■ WORK REQUEST ■
Write out the lines below once more, exactly as they appear. Do not include pictures.

■ SOURCE MATERIAL ■

-------------------------

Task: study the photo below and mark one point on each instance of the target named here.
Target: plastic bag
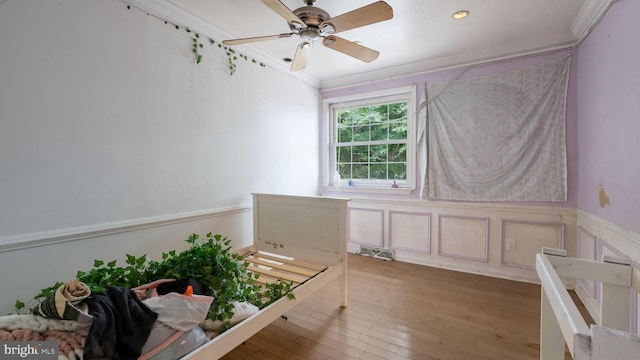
(181, 312)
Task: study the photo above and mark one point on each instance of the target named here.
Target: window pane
(344, 134)
(361, 133)
(398, 171)
(360, 171)
(398, 130)
(360, 154)
(379, 132)
(397, 111)
(345, 171)
(378, 113)
(379, 171)
(360, 116)
(378, 153)
(397, 152)
(345, 118)
(344, 154)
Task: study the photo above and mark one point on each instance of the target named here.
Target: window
(371, 138)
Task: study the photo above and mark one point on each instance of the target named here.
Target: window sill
(336, 190)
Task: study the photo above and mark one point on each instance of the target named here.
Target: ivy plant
(208, 260)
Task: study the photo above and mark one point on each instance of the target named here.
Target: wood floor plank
(406, 311)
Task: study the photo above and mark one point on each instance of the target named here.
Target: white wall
(106, 121)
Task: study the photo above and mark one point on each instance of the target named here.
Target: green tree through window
(372, 142)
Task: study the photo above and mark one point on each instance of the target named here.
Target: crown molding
(589, 16)
(532, 46)
(167, 11)
(30, 240)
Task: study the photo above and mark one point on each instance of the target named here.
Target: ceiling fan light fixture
(327, 28)
(460, 14)
(329, 41)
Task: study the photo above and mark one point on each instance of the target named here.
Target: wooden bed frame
(561, 321)
(311, 233)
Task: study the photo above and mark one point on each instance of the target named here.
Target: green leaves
(208, 260)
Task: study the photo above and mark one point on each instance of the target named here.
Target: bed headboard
(307, 228)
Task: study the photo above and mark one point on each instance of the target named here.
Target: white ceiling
(420, 37)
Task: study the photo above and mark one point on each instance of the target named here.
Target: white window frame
(328, 160)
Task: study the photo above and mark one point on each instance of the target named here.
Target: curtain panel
(497, 138)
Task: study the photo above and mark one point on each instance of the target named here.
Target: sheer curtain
(497, 138)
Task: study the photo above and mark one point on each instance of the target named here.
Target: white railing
(561, 321)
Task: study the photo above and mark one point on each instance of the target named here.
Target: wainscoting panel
(608, 239)
(587, 249)
(522, 240)
(410, 231)
(464, 237)
(366, 226)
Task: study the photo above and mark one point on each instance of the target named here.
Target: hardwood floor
(405, 311)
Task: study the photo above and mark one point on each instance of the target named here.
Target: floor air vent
(378, 253)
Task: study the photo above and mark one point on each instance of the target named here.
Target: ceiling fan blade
(285, 12)
(255, 39)
(366, 15)
(301, 57)
(350, 48)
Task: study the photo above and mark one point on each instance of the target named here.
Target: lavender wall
(486, 69)
(608, 79)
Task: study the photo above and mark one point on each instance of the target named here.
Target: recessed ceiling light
(461, 14)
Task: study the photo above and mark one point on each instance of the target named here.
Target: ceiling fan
(312, 23)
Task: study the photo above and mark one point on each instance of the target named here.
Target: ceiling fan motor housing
(312, 17)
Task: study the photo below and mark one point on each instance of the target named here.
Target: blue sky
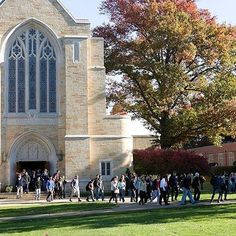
(224, 10)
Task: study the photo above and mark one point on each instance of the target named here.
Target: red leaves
(159, 161)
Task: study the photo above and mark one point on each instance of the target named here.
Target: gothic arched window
(31, 74)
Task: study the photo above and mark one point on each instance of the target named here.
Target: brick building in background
(53, 105)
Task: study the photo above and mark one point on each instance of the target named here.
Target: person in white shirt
(163, 190)
(75, 190)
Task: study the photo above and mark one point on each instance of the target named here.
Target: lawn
(193, 220)
(50, 208)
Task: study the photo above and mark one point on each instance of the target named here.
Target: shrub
(159, 161)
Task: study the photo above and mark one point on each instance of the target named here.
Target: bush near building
(160, 161)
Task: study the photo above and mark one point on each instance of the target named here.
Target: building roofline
(77, 21)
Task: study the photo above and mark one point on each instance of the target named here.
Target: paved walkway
(121, 207)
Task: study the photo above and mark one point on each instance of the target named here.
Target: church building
(53, 105)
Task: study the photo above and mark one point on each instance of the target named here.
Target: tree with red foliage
(177, 65)
(159, 161)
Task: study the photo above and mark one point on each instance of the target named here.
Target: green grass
(196, 220)
(50, 208)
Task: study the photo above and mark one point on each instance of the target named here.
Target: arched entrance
(31, 151)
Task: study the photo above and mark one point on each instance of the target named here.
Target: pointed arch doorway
(32, 151)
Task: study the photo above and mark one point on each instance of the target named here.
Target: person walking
(114, 189)
(196, 187)
(163, 190)
(216, 187)
(174, 186)
(186, 190)
(122, 187)
(137, 183)
(38, 185)
(75, 190)
(19, 186)
(143, 191)
(50, 187)
(90, 189)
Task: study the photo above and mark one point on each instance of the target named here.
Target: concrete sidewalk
(120, 207)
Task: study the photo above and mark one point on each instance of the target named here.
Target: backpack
(87, 187)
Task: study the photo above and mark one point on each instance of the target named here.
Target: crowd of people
(138, 188)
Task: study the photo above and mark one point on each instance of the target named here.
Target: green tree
(177, 65)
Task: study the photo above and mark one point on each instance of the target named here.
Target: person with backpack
(174, 186)
(38, 185)
(114, 189)
(186, 190)
(75, 190)
(196, 187)
(216, 182)
(90, 189)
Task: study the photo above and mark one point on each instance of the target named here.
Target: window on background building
(221, 159)
(76, 52)
(31, 74)
(105, 167)
(230, 158)
(211, 158)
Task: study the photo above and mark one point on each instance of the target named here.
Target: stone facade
(79, 136)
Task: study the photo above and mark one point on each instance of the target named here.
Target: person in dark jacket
(174, 186)
(19, 186)
(186, 190)
(216, 187)
(196, 187)
(38, 186)
(90, 189)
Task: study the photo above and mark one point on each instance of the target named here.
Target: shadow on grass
(159, 216)
(50, 208)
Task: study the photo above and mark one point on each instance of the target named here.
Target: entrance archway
(30, 149)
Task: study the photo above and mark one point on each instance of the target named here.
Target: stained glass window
(31, 52)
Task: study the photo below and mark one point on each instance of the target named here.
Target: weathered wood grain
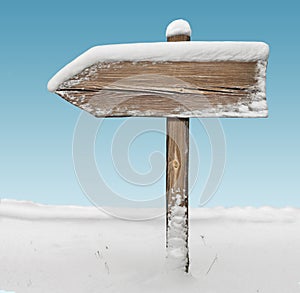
(177, 184)
(167, 89)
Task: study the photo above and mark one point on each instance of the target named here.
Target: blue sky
(36, 127)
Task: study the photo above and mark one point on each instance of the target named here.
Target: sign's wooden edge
(69, 92)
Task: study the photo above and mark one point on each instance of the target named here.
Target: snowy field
(69, 249)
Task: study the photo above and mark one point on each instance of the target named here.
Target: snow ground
(69, 249)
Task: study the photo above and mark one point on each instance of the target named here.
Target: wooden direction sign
(177, 80)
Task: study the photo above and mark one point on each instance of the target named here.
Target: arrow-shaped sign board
(180, 79)
(177, 80)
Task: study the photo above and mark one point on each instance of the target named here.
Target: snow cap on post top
(177, 28)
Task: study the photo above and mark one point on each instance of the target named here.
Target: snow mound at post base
(232, 250)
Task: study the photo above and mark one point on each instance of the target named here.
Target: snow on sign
(177, 79)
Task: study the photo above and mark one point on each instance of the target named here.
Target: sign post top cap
(178, 27)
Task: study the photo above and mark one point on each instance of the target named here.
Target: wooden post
(177, 187)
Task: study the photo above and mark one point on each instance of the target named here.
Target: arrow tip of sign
(178, 27)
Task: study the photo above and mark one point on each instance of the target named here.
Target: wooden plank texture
(177, 187)
(168, 89)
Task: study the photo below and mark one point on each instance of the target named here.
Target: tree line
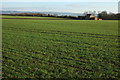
(103, 15)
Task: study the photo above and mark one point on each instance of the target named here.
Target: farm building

-------------------------

■ TASK RESPONSE ■
Task: study the photo below and mark one point on each instance of the target named here.
Target: plastic bag
(181, 312)
Task: study the photo above and mark one point on each instance of the target named here.
Target: window pane
(344, 134)
(361, 133)
(398, 171)
(360, 171)
(398, 130)
(360, 154)
(379, 132)
(397, 111)
(345, 171)
(378, 113)
(379, 171)
(360, 116)
(378, 153)
(397, 152)
(345, 118)
(344, 154)
Task: study the photo above and mark one point on each instance of the target named here.
Target: window
(371, 138)
Task: study the photo above and mark one point on each instance of the target named here.
Target: window sill
(336, 190)
Task: study the photo above and mark one point on each instance of the target named here.
Target: ivy plant
(208, 260)
Task: study the photo above and mark one point on each instance of the target named here.
Target: wood floor plank
(406, 311)
Task: study the photo above and mark one point on each instance of the target named here.
Target: white wall
(106, 121)
Task: study the photo above and mark one point on each instance of the target named here.
Target: green tree through window
(372, 142)
Task: study the photo above and mark one point on each instance of the target named here.
Target: crown molding
(589, 16)
(532, 46)
(167, 11)
(30, 240)
Task: study the photo above and mark one point on each instance of the target named here.
Target: ceiling fan light fixture
(327, 28)
(460, 14)
(329, 41)
Task: study the photo above and mark one point on each instance of the target named here.
Target: wooden bed frame
(561, 321)
(311, 233)
Task: study the photo above and mark one point on each instance of the target named here.
Target: green leaves
(208, 260)
Task: study the photo above and mark one point on each instance of the target named here.
Target: bed headboard
(307, 228)
Task: study the photo above and mark one point on each instance of the target named here.
Target: white ceiling
(420, 37)
Task: study the photo above and mark one point on each instance of the target named here.
Target: white window frame
(328, 160)
Task: study the photo above and mark one point on each instance of the target named here.
Target: curtain panel
(497, 138)
Task: study the photo above and mark one point on each instance of the target named here.
Target: sheer curtain
(497, 138)
Task: study the photo above and mark one point on each instance of the target named here.
Target: white railing
(561, 321)
Task: study the photo above and mark one point on each instance of the target named here.
Target: wainscoting panel
(608, 239)
(587, 249)
(522, 240)
(410, 231)
(464, 237)
(366, 226)
Task: study the photo above and mark one point on each instance of the target named here.
Target: hardwood floor
(405, 311)
Task: study the photo above and mark one point on each instance of the target named here.
Target: floor air vent
(378, 253)
Task: study the photo above and mark one point on each instance of the target named here.
Target: ceiling fan blade
(285, 12)
(255, 39)
(366, 15)
(301, 57)
(350, 48)
Task: study the photo above and mark one point on each instance of the target named here.
Target: lavender wall
(486, 69)
(608, 79)
Task: study the photo above and mark one point on each instance of the target named here.
Target: recessed ceiling light
(461, 14)
Task: study the photo above and mark one point on each instance of the target named here.
Target: ceiling fan
(312, 23)
Task: study the photo above and mark one point on each instance of the target named here.
Target: ceiling fan motor housing
(312, 17)
Task: study the photo below and mark one point on each instance of the target named here.
Target: blue sky
(224, 10)
Task: study the photo above and mark one point on each instance of the target named here.
Target: red leaves
(159, 161)
Task: study the photo above and mark one point on each instance of the target named here.
Target: gothic arched window
(31, 74)
Task: study the photo above and mark one point on each instance of the target named here.
Target: brick building in background
(53, 105)
Task: study the photo above and mark one point on each instance of the target named here.
Target: person in white shirt
(163, 190)
(75, 190)
Task: study the photo above and mark one point on each instance of the target named here.
Target: lawn
(193, 220)
(50, 208)
Task: study the photo above and mark one point on each instance of the target named here.
Target: shrub
(159, 161)
Task: study the photo above and mark one point on each instance of the target named here.
Target: bush near building
(160, 161)
Task: study the photo above and mark one point on each instance of the target named here.
Target: building roofline
(77, 21)
Task: study the photo above and mark one point on each instance of the target named here.
Target: paved walkway
(121, 207)
Task: study the photo above and mark one point on each instance of the target named here.
Target: church building
(53, 105)
Task: study the photo above and mark one point on each instance of the target named here.
Target: tree with red foliage
(177, 65)
(159, 161)
Task: study the photo above and mark one point on each instance of the target named here.
Target: green grass
(196, 220)
(50, 208)
Task: study the photo above and mark one point on each instance of the target named here.
Target: arched entrance
(31, 151)
Task: study the photo above and mark one point on each instance of the target named here.
Target: pointed arch doorway
(32, 151)
Task: study the photo above and mark one point on each instance of the target named here.
Target: person walking
(114, 189)
(196, 187)
(163, 190)
(216, 187)
(174, 186)
(186, 190)
(122, 187)
(137, 183)
(38, 185)
(75, 190)
(19, 186)
(143, 191)
(50, 187)
(90, 189)
Task: study the photo above and mark one point on each instance of the target named here.
Target: concrete sidewalk
(120, 207)
Task: study the photo above and mark one point on each instance of the target named here.
Target: backpack
(87, 187)
Task: study the photo above and mark one point on each instance of the target named here.
Target: crowd of people
(138, 188)
Task: study the photo above and mark one point on each instance of the target named here.
Target: green tree
(177, 65)
Task: study the photo above and mark one point on each instance of the target named here.
Target: person with backpack
(174, 186)
(38, 185)
(114, 189)
(186, 190)
(75, 190)
(196, 187)
(216, 182)
(90, 189)
Task: study the photo above and mark one point on each instance of the target named here.
Target: window on background building
(221, 159)
(76, 52)
(31, 74)
(105, 167)
(230, 158)
(211, 158)
Task: study the photo above and mark one point on each instance of the target named here.
Target: stone facade
(79, 136)
Task: study the photo above and mark one point on each instance of the target named here.
Target: person in dark jacket
(174, 186)
(19, 186)
(186, 190)
(216, 187)
(196, 187)
(38, 186)
(90, 189)
Task: study the photo above and mark one point on each instance of the target named here.
Target: shadow on grass
(159, 216)
(50, 208)
Task: study the photo above and mark one point on each instance of the target named here.
Target: entrance archway
(30, 149)
Task: study the photo above and mark one point on each instance of the target named here.
Target: stained glass window
(31, 52)
Task: study the photo below and mark one point on each instance of the target named here.
Target: weathered wood grain
(177, 184)
(167, 89)
Task: study the photo above and mark one point on each instance of the target named here.
Target: blue sky
(36, 127)
Task: study the photo above and mark one point on each instance of the target named here.
Target: sign's wooden edge
(69, 92)
Task: study the photo above and mark one point on each instance of the target named here.
Target: snowy field
(69, 249)
Task: study the photo above and mark one point on each instance of the target named here.
Target: snow ground
(69, 249)
Task: study the photo above and mark one point on each instance of the target named here.
Target: wooden direction sign
(177, 80)
Task: study the photo above and mark one point on each instance of the target named here.
Target: arrow-shaped sign board
(180, 79)
(177, 80)
Task: study the photo above and mark one point on each instance of the target named here.
Target: snow cap on post top
(177, 28)
Task: study the photo above and mark one point on each instance of the target named here.
Target: snow mound at post base
(232, 250)
Task: study the photo above and mark one point on each instance of the target named here.
Target: snow on sign
(177, 79)
Task: study the photo above and mark one point on each instance of the target named here.
Target: sign post top cap
(178, 27)
Task: study the photo above and mark one point on each instance of the target named here.
Target: wooden post
(177, 187)
Task: study the photo above and mark one point on each instance of the target named here.
Target: arrow tip of sign
(178, 27)
Task: study the photo above and mark one point on each instance of the target named here.
Target: wooden plank texture
(177, 187)
(168, 89)
Task: study the photo below and mark one point on each instance of the target named here.
Target: tree line
(103, 15)
Task: study the photo above and mark one point on each instance of the target named here.
Target: farm building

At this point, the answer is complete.